======== Dataset entries

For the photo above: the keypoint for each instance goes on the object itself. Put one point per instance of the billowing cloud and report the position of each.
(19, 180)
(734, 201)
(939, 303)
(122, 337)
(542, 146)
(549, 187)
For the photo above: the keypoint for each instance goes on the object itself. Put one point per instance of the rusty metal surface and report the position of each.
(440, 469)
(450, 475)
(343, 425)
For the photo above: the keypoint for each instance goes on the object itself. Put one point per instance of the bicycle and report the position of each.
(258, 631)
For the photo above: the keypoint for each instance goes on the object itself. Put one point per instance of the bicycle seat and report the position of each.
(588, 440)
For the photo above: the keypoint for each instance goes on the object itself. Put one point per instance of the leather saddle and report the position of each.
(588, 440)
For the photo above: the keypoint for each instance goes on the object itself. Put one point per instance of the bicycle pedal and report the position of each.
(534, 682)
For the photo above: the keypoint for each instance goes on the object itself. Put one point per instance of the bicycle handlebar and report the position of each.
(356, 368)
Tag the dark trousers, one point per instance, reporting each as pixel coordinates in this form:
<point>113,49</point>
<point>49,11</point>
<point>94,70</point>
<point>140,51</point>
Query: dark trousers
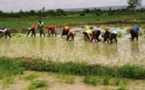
<point>70,37</point>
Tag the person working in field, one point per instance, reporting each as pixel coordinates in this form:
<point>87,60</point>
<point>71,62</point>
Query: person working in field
<point>134,33</point>
<point>40,27</point>
<point>32,29</point>
<point>95,35</point>
<point>87,34</point>
<point>65,31</point>
<point>5,31</point>
<point>52,30</point>
<point>70,35</point>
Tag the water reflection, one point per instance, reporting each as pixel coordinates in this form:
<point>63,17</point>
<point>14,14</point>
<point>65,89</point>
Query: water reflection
<point>110,50</point>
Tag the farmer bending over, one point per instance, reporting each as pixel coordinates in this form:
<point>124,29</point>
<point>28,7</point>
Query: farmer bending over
<point>52,30</point>
<point>40,26</point>
<point>70,35</point>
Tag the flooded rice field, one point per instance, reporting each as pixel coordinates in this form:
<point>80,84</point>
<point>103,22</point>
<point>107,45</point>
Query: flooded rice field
<point>58,49</point>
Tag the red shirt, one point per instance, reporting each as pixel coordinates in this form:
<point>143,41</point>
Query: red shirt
<point>52,27</point>
<point>33,26</point>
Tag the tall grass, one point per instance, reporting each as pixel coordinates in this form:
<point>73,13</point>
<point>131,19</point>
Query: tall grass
<point>126,71</point>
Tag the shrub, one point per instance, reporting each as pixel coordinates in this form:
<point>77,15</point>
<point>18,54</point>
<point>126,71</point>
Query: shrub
<point>37,84</point>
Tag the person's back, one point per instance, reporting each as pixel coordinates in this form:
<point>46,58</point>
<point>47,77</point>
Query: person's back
<point>40,26</point>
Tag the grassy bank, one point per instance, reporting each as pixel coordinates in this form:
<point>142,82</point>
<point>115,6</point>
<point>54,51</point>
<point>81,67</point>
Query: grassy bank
<point>17,66</point>
<point>26,22</point>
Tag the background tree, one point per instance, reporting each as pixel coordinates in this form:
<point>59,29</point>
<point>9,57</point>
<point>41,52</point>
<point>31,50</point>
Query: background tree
<point>133,3</point>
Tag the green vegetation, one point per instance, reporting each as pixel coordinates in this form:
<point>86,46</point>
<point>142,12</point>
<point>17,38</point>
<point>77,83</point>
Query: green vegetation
<point>31,76</point>
<point>37,84</point>
<point>127,71</point>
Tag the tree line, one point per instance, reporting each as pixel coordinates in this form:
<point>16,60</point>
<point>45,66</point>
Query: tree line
<point>131,9</point>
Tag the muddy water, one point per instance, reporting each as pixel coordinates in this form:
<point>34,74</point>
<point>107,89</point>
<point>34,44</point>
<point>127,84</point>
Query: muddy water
<point>58,49</point>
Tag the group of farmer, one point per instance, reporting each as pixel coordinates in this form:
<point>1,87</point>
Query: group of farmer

================

Try it
Could the data above be repeated exactly, with every picture dropped?

Expected output
For the photo above: the keypoint for each instance goes on the object itself. Put one point per instance of the billowing cloud and report the position of each.
(19, 180)
(734, 201)
(939, 303)
(122, 337)
(542, 146)
(549, 187)
For the photo above: the keypoint for each instance goes on the object itself. Put one point per instance of the rusty metal surface and report the position of each.
(440, 469)
(450, 475)
(343, 425)
For the photo above: the keypoint for each instance goes on the object itself. Put one point per instance of the bicycle and report the position of each.
(258, 631)
For the photo above: the keypoint for each instance goes on the object itself. Put one point per instance of the bicycle seat and report the position of each.
(588, 440)
For the photo above: the keypoint for each instance goes on the object itself. Put one point per instance of the leather saddle and report the position of each.
(588, 440)
For the photo above: the keypoint for each instance goes on the object itself. Put one point per instance of the bicycle pedal and report the position of each.
(534, 682)
For the photo above: the keypoint for each instance goes on the object itself. Put one point per instance of the bicycle handlebar and report the position of each.
(356, 368)
Tag the dark trousers, one point per instance, reporting each as pixel coordinates in this form:
<point>113,49</point>
<point>49,11</point>
<point>94,70</point>
<point>140,51</point>
Query: dark trousers
<point>70,37</point>
Tag the person working in field, one point per instance, reporting each as pixel coordinates in this form:
<point>87,60</point>
<point>71,62</point>
Query: person working in field
<point>134,33</point>
<point>40,27</point>
<point>32,29</point>
<point>95,35</point>
<point>87,34</point>
<point>65,31</point>
<point>5,31</point>
<point>52,30</point>
<point>70,35</point>
Tag the water reflection, one point per instance, reporting each as pixel coordinates in this form:
<point>63,17</point>
<point>14,14</point>
<point>65,89</point>
Query: water reflection
<point>110,50</point>
Tag the farmer bending over, one point per instance, reporting each as pixel coordinates in this form:
<point>124,29</point>
<point>28,7</point>
Query: farmer bending over
<point>52,30</point>
<point>40,26</point>
<point>70,35</point>
Tag the flooded rice field, one point per instance, reporting each as pixel coordinates in this form:
<point>80,84</point>
<point>103,22</point>
<point>107,45</point>
Query: flooded rice field
<point>58,49</point>
Tag the red shirt, one point per instance, reporting each as pixel coordinates in this form:
<point>143,41</point>
Query: red shirt
<point>52,27</point>
<point>33,26</point>
Tag the tall grass, one point per instance, reporting each as pixel coordinates in this form:
<point>73,13</point>
<point>131,19</point>
Query: tall grass
<point>126,71</point>
Tag the shrub, one point per instance, reporting each as pixel coordinates in this form:
<point>77,15</point>
<point>18,54</point>
<point>126,71</point>
Query: shrub
<point>37,84</point>
Tag the person's back, one point per instance, reporting each as pixel coordinates in this form:
<point>46,58</point>
<point>47,77</point>
Query: person's back
<point>40,26</point>
Tag the grassy bank, one point per instance, reporting each as pixel coordinates in this form:
<point>142,82</point>
<point>115,6</point>
<point>54,51</point>
<point>81,67</point>
Query: grassy bank
<point>17,66</point>
<point>26,22</point>
Tag the background tree, one point per instance, reporting each as pixel coordinates in this form:
<point>59,29</point>
<point>9,57</point>
<point>41,52</point>
<point>31,50</point>
Query: background tree
<point>133,3</point>
Tag the green vegetation, one point per instance, reporting each as pixel coordinates in this form:
<point>86,46</point>
<point>142,12</point>
<point>17,38</point>
<point>77,83</point>
Query: green vegetation
<point>31,76</point>
<point>37,84</point>
<point>127,71</point>
Tag the tree line, one point per instance, reporting each as pixel coordinates in this form:
<point>16,60</point>
<point>45,66</point>
Query: tree line
<point>131,9</point>
Tag the muddy water, one point per instance, reporting each as pixel coordinates in this form:
<point>34,74</point>
<point>107,89</point>
<point>34,44</point>
<point>127,84</point>
Query: muddy water
<point>58,49</point>
Tag the group of farmer, one point per instance, reporting each as pixel coordinates in this form:
<point>1,87</point>
Query: group of farmer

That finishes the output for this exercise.